═══ Supplied data ═══
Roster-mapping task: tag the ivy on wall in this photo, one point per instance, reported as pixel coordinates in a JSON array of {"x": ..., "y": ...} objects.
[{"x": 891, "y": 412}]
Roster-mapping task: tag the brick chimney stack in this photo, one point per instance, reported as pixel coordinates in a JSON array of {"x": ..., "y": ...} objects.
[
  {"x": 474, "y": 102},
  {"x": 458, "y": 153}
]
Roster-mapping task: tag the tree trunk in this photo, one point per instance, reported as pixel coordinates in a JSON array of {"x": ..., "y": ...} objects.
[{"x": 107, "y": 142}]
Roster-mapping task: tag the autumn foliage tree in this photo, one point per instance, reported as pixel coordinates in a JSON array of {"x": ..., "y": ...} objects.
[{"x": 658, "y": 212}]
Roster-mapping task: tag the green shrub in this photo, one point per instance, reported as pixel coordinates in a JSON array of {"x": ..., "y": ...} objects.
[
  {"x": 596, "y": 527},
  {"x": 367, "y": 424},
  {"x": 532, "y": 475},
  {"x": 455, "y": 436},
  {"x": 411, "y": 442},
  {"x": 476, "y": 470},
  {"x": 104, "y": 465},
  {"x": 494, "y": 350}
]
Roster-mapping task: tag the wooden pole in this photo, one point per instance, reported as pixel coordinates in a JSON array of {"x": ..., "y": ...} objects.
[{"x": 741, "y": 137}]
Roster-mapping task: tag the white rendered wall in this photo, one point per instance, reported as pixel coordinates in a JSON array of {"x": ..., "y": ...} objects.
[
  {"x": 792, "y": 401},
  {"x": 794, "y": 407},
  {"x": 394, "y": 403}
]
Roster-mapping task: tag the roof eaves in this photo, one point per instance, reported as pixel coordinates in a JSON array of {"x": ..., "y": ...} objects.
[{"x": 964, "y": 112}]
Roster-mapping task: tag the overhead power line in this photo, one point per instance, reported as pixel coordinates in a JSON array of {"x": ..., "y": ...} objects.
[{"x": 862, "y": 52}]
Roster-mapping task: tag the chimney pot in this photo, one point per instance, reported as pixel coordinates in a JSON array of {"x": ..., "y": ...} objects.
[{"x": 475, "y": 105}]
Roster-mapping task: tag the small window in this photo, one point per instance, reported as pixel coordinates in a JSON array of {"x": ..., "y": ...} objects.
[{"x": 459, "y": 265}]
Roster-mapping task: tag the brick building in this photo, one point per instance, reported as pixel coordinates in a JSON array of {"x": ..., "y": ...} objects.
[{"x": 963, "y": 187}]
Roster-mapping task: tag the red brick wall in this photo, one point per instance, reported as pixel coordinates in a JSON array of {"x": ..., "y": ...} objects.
═══
Swap "brick" for "stone" in the rows from the line containing "Roster-mapping task: tag the small" through the end of the rows. Write out those rows again with nothing else changed.

* _Solution to this exercise_
Roster-mapping task: tag the small window in this photo, one point per instance, reported as pixel coordinates in a JSON array of {"x": ..., "y": ...} objects.
[{"x": 459, "y": 265}]
Roster-mapping task: tag the stone building in this photo, one point per instance, reported as pixel coordinates in a JSON array of {"x": ..., "y": ...} objects.
[{"x": 963, "y": 187}]
Roster-mapping task: tag the red stone wall in this photo, one point per instance, reported as pixel coordinates in a JSON array of {"x": ..., "y": ...} objects.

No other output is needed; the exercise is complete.